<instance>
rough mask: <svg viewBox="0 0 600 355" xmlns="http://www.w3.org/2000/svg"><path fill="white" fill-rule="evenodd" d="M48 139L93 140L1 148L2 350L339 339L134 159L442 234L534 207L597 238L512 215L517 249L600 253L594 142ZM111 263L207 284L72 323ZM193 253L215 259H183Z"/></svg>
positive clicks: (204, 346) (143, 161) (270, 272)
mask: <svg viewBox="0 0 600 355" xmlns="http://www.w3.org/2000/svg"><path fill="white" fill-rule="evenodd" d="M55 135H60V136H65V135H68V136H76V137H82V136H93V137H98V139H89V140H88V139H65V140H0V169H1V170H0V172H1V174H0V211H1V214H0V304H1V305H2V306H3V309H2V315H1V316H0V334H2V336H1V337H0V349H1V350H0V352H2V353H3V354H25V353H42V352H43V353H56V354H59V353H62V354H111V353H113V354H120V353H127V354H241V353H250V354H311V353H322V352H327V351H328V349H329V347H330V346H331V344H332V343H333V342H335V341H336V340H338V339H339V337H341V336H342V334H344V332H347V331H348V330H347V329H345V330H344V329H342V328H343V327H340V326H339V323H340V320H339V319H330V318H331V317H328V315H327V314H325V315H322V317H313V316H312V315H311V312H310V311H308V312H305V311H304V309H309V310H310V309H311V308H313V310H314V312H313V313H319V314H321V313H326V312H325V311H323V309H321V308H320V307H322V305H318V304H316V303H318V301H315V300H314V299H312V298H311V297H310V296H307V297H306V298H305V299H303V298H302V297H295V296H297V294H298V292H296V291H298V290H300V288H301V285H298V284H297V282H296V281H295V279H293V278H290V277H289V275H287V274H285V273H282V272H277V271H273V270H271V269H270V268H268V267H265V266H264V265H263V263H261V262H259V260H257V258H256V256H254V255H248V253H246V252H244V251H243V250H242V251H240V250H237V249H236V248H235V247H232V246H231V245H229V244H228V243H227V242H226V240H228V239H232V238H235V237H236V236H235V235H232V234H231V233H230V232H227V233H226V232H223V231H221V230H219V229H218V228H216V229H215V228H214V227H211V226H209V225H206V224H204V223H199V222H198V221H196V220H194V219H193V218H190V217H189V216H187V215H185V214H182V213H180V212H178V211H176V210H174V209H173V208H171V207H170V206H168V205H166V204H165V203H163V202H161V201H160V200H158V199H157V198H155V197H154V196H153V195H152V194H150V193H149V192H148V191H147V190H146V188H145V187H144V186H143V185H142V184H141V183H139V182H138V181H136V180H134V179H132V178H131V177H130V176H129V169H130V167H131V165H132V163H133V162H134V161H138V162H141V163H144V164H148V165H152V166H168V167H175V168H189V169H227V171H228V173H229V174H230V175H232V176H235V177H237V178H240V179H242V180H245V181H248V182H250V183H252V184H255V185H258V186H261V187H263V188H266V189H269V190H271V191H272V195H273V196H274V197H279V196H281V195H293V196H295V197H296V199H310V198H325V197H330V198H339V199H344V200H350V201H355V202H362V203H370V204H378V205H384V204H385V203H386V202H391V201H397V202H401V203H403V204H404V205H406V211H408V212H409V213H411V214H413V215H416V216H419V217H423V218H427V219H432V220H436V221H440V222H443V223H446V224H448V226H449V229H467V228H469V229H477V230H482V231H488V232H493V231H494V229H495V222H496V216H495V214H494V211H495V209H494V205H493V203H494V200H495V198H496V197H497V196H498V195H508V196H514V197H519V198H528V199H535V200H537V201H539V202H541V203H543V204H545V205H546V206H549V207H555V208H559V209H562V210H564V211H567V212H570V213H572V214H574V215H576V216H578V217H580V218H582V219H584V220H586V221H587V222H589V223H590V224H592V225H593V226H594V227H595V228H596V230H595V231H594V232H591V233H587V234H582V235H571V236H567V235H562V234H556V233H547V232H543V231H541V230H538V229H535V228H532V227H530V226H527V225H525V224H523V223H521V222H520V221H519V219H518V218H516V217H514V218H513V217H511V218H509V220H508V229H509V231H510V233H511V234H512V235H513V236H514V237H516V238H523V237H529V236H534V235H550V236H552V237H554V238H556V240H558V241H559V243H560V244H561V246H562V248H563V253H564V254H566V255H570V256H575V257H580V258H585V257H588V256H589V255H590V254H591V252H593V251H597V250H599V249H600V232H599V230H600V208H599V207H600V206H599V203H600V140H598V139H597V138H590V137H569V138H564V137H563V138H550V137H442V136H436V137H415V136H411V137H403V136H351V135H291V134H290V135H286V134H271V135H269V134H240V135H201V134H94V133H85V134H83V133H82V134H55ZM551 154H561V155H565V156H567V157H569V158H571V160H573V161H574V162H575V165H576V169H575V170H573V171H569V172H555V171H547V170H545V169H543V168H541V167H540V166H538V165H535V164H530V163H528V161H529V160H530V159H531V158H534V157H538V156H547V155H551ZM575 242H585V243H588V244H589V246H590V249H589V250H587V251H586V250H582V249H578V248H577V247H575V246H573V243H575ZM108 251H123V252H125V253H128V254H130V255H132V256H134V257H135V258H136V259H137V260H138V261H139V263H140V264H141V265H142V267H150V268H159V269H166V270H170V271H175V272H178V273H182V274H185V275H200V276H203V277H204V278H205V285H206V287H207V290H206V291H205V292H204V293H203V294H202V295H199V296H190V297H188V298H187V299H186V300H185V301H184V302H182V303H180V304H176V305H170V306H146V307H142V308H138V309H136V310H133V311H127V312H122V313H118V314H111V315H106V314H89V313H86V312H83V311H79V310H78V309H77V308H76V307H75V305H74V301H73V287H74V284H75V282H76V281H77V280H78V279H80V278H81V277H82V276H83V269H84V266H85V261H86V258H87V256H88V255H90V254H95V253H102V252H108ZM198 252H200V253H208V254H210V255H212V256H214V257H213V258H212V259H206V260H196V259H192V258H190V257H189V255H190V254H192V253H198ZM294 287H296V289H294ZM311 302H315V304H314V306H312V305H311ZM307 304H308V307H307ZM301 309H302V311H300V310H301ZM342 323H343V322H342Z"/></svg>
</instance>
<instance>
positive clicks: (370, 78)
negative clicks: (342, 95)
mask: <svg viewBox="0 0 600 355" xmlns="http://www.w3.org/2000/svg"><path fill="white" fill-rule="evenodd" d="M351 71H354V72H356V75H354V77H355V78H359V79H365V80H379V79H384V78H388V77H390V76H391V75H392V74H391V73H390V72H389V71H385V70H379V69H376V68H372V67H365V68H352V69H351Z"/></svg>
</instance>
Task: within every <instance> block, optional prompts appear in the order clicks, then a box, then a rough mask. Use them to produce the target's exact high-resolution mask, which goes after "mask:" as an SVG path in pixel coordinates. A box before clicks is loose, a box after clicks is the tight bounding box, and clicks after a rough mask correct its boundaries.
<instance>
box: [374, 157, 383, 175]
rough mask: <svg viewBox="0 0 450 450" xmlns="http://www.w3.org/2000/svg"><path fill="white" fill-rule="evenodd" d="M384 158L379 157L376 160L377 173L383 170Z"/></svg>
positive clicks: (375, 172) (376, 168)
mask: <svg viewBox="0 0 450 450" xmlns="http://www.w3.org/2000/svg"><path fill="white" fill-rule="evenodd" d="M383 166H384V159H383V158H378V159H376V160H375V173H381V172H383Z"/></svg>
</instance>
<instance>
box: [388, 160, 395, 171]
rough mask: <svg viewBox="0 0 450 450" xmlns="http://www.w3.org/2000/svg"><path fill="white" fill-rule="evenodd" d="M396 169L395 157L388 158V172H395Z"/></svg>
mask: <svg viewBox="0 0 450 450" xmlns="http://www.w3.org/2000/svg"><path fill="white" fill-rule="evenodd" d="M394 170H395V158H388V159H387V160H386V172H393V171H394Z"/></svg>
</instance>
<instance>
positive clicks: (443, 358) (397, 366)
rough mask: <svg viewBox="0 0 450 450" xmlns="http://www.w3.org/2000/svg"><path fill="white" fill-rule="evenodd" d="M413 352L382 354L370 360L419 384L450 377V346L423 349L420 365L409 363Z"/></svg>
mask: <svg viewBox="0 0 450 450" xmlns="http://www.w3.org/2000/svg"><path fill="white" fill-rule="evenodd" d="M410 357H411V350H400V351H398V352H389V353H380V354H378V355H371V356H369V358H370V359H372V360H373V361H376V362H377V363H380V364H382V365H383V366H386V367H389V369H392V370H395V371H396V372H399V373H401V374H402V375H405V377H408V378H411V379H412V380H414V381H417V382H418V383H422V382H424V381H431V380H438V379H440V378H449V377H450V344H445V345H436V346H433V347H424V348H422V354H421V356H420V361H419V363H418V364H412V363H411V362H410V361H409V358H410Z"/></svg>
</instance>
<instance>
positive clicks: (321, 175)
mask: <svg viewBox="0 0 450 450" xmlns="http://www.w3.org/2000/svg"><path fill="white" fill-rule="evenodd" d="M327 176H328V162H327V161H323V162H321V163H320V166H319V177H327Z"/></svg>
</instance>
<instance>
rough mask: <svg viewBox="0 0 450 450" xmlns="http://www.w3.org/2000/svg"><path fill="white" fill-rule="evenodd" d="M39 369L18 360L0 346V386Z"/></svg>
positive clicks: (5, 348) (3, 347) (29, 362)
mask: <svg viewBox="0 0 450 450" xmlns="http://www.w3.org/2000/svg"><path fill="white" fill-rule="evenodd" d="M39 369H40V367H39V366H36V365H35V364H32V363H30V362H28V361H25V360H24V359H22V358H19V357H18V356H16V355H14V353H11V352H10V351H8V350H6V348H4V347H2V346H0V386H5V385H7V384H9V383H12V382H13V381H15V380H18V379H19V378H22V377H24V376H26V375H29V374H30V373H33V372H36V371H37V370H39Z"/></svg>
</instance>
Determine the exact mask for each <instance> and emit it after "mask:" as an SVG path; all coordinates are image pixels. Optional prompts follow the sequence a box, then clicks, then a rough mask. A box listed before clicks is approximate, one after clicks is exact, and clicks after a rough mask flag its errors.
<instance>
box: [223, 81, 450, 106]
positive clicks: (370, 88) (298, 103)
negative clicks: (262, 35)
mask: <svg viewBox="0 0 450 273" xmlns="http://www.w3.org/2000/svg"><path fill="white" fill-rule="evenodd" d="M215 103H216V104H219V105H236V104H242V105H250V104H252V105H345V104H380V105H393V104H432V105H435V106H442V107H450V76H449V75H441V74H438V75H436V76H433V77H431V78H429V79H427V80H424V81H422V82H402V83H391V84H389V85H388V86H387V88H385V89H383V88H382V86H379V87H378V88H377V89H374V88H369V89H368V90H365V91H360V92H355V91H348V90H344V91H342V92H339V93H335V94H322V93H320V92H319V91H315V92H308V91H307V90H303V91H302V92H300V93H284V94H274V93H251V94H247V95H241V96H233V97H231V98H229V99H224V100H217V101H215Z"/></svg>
──────────
=== WORK INSTRUCTIONS ===
State how many lines in the records above contain the word "prompts". Write the number alone.

=== REPLY ===
2